#### STATED EXERCISE:
Rewrite the material below as a JSON list of strings, with one string for each line and no blank lines. Leave the pictures out of the list.

---+---

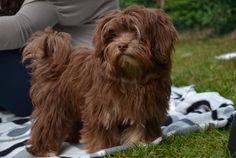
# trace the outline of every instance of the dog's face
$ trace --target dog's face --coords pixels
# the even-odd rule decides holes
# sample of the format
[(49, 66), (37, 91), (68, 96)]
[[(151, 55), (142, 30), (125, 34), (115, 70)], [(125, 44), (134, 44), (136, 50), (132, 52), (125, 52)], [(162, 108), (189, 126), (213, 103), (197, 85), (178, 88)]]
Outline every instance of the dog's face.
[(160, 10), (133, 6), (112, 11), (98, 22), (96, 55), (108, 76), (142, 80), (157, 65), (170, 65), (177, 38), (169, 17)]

---+---

#### OUTPUT FOR THIS TASK:
[
  "# trace the outline of every instance of the dog's face",
  "$ trace --target dog's face --coords pixels",
  "# the even-odd rule decides holes",
  "# sample of the format",
  "[(49, 66), (37, 91), (68, 96)]",
  "[[(151, 55), (142, 30), (125, 34), (115, 70)], [(125, 44), (134, 44), (136, 50), (132, 52), (125, 52)], [(162, 108), (189, 126), (213, 103), (197, 85), (178, 88)]]",
  "Outline every instance of the dog's face.",
  "[(160, 10), (133, 6), (112, 11), (98, 22), (96, 55), (108, 76), (142, 80), (157, 65), (170, 65), (177, 38), (169, 17)]"
]